Records of labeled points:
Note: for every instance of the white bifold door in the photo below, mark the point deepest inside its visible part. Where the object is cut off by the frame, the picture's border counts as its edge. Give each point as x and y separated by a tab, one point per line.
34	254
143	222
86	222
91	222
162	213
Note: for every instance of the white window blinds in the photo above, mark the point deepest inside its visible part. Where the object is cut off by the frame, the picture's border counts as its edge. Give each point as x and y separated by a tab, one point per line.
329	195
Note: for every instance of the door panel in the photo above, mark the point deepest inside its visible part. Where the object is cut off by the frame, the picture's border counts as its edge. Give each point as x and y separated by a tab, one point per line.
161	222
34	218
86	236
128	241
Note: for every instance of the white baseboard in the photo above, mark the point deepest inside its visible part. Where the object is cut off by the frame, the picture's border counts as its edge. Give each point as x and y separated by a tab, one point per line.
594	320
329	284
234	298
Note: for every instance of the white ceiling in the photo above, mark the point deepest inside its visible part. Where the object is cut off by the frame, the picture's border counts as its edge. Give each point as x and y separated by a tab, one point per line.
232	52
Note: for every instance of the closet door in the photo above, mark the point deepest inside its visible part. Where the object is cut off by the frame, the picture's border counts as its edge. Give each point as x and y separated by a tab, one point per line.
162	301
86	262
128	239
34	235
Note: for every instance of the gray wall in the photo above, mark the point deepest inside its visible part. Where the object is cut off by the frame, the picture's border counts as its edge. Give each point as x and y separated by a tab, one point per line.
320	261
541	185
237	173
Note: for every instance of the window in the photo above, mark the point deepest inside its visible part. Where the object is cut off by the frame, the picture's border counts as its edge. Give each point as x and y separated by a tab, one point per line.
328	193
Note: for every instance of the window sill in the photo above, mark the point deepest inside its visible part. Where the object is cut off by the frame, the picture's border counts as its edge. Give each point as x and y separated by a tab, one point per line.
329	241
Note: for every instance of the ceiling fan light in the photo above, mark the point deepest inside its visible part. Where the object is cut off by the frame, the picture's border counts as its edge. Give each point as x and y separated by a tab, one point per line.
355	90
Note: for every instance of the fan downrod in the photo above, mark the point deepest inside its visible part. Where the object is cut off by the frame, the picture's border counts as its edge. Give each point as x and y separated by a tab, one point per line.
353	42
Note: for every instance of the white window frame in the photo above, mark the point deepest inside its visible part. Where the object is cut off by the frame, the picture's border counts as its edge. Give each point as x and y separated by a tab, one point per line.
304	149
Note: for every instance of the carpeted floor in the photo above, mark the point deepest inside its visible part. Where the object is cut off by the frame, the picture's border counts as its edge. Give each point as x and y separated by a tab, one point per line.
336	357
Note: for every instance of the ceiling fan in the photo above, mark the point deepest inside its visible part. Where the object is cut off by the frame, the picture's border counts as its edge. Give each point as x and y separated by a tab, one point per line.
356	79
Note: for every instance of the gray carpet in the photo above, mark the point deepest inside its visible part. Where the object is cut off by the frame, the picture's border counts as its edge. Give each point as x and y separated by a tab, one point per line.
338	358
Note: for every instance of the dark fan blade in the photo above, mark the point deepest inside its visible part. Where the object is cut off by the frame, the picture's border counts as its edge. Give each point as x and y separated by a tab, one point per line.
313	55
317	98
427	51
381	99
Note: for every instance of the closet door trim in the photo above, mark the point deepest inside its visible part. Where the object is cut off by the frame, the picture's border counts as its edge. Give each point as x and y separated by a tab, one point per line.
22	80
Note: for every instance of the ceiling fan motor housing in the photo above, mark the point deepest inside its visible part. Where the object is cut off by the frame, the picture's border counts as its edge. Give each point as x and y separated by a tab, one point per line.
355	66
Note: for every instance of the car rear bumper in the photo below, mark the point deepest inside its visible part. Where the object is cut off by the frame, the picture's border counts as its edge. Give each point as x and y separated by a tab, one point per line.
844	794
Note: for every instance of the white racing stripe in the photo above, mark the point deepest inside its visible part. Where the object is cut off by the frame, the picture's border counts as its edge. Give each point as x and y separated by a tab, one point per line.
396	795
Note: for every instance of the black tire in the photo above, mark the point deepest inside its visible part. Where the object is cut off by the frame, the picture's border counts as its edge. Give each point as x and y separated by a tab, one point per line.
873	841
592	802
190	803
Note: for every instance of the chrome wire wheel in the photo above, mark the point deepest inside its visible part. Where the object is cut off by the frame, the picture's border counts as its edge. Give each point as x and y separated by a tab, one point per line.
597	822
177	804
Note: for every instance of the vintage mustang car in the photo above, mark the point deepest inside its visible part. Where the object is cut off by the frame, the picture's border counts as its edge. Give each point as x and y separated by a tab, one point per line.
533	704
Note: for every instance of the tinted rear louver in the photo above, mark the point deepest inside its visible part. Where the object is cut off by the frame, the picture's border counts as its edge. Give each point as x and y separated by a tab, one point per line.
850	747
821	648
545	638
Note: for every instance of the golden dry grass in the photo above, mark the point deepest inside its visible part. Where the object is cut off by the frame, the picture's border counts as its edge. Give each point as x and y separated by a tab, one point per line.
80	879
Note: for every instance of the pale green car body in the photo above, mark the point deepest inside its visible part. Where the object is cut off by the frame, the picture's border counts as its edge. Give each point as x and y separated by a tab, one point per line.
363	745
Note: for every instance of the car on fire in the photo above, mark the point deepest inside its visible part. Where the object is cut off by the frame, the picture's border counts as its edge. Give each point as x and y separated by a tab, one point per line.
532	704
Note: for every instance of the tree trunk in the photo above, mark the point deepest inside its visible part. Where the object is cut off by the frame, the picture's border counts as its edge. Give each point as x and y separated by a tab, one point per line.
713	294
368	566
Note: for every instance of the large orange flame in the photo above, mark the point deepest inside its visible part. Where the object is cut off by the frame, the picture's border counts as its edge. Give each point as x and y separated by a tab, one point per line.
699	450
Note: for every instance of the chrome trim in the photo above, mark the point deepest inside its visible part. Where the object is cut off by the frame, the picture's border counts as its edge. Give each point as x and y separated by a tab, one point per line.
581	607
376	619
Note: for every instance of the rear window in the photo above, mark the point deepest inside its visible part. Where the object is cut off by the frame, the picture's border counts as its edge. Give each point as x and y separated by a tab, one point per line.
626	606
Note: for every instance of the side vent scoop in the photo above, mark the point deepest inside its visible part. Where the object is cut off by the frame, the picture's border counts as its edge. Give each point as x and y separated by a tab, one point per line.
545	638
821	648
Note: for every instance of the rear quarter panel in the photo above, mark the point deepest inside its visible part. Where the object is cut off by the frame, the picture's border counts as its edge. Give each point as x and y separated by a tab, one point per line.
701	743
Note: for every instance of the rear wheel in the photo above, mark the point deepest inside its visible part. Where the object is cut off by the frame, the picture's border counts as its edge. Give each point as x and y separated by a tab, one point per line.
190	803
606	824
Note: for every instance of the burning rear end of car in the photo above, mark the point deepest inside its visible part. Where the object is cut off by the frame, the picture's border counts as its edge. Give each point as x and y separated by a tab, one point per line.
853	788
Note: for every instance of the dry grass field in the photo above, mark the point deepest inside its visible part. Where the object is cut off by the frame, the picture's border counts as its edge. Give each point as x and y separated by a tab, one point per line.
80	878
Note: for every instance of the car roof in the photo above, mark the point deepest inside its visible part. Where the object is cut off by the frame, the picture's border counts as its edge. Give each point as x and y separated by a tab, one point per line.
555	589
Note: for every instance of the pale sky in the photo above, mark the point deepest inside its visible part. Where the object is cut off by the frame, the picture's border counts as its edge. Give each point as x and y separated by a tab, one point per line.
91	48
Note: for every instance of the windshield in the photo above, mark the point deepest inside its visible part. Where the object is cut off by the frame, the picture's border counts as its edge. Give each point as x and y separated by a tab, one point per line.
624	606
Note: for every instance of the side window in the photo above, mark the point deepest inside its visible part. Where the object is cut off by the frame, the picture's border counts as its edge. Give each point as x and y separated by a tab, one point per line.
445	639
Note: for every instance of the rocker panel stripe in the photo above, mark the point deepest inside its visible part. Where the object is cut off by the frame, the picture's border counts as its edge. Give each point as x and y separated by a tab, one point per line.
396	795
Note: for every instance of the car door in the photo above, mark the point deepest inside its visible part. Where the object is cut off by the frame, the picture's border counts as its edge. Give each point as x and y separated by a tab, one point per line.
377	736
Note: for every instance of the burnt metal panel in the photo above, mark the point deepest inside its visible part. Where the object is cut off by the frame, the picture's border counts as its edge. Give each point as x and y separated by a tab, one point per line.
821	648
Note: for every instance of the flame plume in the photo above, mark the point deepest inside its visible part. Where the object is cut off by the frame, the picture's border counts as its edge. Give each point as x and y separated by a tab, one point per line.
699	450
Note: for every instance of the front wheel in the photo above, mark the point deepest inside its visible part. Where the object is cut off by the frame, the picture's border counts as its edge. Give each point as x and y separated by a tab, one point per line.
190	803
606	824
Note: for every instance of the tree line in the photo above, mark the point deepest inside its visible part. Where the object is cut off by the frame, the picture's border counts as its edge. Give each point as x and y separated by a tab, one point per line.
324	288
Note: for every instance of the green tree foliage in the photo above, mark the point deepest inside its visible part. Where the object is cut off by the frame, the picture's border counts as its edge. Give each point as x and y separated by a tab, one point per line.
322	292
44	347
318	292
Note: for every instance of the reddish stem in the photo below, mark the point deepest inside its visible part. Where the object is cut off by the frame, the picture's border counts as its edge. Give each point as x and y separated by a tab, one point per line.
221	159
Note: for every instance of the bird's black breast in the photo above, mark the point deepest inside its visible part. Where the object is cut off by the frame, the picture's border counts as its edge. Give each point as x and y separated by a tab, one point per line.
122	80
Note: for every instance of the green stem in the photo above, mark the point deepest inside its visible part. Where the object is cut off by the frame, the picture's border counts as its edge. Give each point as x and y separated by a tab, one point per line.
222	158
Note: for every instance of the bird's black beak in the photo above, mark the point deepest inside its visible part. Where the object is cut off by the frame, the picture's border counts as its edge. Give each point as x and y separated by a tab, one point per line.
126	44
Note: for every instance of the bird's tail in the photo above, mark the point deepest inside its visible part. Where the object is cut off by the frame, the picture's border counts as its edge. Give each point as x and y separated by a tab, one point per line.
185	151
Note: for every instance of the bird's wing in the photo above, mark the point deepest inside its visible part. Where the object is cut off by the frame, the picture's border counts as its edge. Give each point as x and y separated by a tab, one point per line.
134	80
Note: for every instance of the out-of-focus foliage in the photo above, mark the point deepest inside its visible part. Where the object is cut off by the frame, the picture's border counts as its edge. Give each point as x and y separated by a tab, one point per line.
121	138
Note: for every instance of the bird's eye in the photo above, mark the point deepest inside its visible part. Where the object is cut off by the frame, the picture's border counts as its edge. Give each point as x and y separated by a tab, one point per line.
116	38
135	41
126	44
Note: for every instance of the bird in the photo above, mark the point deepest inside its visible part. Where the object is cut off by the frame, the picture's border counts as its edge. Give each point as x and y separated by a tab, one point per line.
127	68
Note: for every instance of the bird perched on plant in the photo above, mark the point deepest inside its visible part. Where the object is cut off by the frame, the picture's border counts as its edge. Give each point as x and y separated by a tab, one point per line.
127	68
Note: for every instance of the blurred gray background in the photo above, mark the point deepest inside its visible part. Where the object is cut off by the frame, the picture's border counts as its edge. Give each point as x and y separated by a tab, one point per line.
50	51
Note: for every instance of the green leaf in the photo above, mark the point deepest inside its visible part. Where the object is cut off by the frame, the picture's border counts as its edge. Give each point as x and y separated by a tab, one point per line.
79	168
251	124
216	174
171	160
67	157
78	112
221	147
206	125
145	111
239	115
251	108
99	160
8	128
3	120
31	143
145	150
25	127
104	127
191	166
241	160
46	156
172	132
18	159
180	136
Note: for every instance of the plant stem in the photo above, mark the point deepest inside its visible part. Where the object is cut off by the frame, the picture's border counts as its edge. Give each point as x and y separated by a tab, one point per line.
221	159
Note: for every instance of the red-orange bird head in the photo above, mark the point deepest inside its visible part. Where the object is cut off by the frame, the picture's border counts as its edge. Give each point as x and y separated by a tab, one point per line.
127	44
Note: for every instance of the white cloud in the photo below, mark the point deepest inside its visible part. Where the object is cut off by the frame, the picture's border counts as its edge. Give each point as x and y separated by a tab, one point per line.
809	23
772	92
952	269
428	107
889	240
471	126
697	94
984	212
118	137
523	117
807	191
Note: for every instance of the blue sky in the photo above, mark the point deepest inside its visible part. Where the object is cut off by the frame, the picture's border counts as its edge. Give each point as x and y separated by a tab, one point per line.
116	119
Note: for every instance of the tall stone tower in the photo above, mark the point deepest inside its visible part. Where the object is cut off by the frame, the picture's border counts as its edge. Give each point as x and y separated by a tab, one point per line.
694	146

GIVEN REQUEST | Each line from the one containing "Note: for every instance of the blue" to the final line of the entries above must be returned exactly, and no other line may appear.

ANSWER FOR THIS EXERCISE |
Note: for every instance of the blue sky in the photo above, mark the point deepest inside its visible part. Where the object is cut off by the frame, the picture's border counts as its edge. Give each point as x and y separated by a tab, one point per line.
116	119
Note: for every instance of the tall stone tower in the photo above, mark the point deepest inside its visible part. Where the object is cut off by the frame, the picture's border counts as its edge. Give each point as x and y separated by a tab, one point per line.
694	146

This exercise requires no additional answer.